- Task directions
Copy out exactly the lines from the one containing "One point rides on each instance of the snowman's arm, each" to the end of the records below, both included, and nothing else.

- Records shown
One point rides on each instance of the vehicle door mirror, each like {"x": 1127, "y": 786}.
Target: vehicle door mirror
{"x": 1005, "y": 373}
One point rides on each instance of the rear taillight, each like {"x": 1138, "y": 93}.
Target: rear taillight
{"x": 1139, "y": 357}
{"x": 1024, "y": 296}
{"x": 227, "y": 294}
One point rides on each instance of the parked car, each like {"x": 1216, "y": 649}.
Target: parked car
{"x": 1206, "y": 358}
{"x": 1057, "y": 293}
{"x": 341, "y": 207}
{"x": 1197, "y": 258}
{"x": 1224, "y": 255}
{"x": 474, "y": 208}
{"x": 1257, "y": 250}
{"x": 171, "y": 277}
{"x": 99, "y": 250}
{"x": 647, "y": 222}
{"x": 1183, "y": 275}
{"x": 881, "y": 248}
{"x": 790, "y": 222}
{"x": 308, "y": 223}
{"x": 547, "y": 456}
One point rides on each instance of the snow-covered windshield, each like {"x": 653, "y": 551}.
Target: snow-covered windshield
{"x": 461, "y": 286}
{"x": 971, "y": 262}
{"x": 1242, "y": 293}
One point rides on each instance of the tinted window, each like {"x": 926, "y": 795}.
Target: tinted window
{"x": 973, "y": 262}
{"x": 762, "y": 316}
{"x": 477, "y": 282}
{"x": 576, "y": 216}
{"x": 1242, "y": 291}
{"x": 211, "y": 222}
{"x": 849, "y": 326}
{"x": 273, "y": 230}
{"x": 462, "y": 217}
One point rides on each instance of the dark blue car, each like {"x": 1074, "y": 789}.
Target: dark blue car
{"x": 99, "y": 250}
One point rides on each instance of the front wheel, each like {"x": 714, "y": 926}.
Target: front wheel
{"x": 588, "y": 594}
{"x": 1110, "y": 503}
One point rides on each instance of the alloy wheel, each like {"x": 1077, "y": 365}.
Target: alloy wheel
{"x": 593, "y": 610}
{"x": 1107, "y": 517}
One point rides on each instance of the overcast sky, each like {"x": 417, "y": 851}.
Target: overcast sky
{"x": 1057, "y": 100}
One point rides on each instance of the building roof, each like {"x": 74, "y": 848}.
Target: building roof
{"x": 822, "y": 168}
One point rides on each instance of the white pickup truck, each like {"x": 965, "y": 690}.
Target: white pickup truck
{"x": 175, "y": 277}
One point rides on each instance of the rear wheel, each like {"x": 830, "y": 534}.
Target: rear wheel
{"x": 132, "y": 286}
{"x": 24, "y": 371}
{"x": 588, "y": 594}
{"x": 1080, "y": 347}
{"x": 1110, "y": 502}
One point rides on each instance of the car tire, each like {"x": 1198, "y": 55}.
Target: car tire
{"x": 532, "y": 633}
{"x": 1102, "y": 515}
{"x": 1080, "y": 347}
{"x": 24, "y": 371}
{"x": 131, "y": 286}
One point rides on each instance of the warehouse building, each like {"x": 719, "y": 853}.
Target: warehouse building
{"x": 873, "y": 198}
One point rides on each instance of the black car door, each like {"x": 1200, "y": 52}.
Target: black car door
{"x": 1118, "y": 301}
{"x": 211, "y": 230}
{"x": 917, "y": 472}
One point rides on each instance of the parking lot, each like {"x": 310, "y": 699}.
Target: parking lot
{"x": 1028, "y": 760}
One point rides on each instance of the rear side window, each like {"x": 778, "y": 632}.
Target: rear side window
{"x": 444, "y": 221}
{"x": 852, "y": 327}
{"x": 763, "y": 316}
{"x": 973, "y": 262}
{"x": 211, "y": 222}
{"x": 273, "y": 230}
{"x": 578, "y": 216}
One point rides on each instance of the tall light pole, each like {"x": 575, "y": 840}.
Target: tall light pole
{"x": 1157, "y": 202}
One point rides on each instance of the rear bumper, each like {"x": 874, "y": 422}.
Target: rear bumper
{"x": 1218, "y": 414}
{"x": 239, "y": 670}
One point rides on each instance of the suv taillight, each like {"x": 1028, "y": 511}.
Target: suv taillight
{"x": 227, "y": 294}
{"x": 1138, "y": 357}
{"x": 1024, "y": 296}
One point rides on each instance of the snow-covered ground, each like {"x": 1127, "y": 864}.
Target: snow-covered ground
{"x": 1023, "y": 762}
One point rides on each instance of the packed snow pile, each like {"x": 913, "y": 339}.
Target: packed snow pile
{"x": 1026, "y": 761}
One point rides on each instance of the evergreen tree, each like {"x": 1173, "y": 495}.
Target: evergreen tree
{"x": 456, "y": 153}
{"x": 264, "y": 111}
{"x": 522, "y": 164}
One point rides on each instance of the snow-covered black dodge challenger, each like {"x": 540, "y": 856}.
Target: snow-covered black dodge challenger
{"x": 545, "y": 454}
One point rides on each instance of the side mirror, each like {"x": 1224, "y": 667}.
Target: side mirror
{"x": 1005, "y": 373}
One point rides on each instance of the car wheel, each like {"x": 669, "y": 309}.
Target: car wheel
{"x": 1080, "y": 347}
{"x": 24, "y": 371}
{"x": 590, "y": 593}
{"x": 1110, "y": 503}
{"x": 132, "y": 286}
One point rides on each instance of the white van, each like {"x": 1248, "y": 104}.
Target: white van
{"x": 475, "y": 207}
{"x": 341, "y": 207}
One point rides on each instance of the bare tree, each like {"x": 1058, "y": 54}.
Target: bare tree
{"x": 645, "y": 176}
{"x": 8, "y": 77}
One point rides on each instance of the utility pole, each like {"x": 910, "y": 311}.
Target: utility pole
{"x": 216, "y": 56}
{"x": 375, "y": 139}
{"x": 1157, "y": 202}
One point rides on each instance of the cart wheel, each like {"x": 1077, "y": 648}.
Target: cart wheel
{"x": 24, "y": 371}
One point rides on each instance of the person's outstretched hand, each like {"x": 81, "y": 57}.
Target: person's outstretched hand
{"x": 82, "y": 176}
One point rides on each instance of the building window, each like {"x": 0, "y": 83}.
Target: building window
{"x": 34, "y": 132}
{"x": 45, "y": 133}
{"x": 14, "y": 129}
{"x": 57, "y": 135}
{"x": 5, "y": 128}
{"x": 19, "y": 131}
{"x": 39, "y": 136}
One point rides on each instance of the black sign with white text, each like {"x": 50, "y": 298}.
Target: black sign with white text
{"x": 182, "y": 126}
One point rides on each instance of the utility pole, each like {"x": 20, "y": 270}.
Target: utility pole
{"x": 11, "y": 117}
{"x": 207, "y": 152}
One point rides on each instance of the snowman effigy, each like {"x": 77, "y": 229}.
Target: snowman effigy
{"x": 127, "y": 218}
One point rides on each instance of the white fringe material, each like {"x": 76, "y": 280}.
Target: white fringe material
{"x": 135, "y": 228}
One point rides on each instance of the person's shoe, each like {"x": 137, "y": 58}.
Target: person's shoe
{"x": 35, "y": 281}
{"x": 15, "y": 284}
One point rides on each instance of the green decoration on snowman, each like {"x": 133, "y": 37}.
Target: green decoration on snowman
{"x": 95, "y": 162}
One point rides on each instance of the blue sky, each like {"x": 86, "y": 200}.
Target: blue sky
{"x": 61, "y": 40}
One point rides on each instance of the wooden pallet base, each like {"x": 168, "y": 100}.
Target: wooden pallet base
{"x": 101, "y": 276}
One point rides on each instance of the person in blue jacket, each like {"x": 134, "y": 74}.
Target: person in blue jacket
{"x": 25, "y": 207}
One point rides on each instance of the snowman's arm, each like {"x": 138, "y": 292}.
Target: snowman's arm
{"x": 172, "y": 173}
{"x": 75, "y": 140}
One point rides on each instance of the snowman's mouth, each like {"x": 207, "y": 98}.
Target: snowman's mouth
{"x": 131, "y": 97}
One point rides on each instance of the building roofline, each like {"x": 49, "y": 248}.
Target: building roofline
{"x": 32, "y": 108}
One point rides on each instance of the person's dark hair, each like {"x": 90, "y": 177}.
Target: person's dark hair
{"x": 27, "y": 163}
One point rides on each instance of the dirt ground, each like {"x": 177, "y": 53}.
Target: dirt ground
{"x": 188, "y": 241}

- Written answer
One point rides on each instance of the snowman's arm, each like {"x": 138, "y": 292}.
Target: snowman's arm
{"x": 172, "y": 173}
{"x": 75, "y": 140}
One point rides on each instance of the snowman's mouth, each like {"x": 207, "y": 98}.
Target: snowman's mouth
{"x": 131, "y": 97}
One point rides on each instance of the building roofline, each like {"x": 49, "y": 248}.
Target: building roofline
{"x": 32, "y": 108}
One point rides on each instance of the person's dark hair, each like {"x": 90, "y": 177}.
Target: person's dark hair
{"x": 27, "y": 163}
One point rides on each instance of the dirt ground, each like {"x": 177, "y": 53}.
Target: dirt ground
{"x": 188, "y": 241}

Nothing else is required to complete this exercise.